> Exercise set
1. Transcribe the passage of the interview with The Bug starting with "I 've walked" and going on through "have ever produced...".
2. Pick up the interview with The Bug after its final sentence and continue it.

___ Source

Thursday, 3 February 2011

exclusive interview with The Bug!

Το περασμένο Σάββατο, λίγο πριν ο Kevin Martin aka The Bug ανέβει στην σκηνή του Block33 με σκοπό να μας ισοπεδώσει, βρεθήκαμε face το face μαζί του για μία διεξοδική συζήτηση. Απολαύστε τον!




For starters I would like to go some years back... When “The Bug” project started you were already involved in other music projects as well (Ice and Techno Animal if I didn’t left something out). What made you start The Bug project?

Probably a lot of different reasons. One, we have reached as far as we could with techno animal, I felt, without a case of repeating ourselves, Justin had got really busy, I had some big personal changes baring in my life and I was looking for a solo project.

I 've walked out of a deal with a major label with a soundsystem, a dub soundsystem and I wanted to make music, that reflected my passion for Jamaican music. Everything I 've ever done had been really inspired by Jamaican music. No matter how noisy...once I've discovered dub, it really affected everything I have ever produced...

______
___ Dataset excerpt

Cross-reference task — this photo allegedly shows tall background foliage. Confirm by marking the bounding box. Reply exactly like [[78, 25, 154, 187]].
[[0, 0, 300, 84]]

______

> Task answers
1.
I 've walked out of a deal with a major label with a soundsystem, a dub soundsystem and I wanted to make music, that reflected my passion for Jamaican music. Everything I 've ever done had been really inspired by Jamaican music. No matter how noisy...once I've discovered dub, it really affected everything I have ever produced...

2.
I was just looking for something fresh, I was looking to try to do something that no one else was doing...I 've become addicted to 7 inch singles from Jamaica, that they call pre-releases and I was living in a very heavy Jamaican area of London where I was just being bombarded by dancehall and I used to be a sort of dub asshole and think that anything that wasn't 70's roots dub was crap.

And it took my a while to get over my own prejudice about ragga and dancehall, and I was hearing a riddim called Street Sweeper by Steely & Clevie.. I was just so blown away, I had to learn more about this and the more I learned the more I loved the extremity of the lyrics, I loved the extremity in music, I like the fact that it seems basically to fuck with your mind and your body and it was violent and sexy...

For all these reason I got interested in dancehall and started The Bug.

Why "The Bug" as a name?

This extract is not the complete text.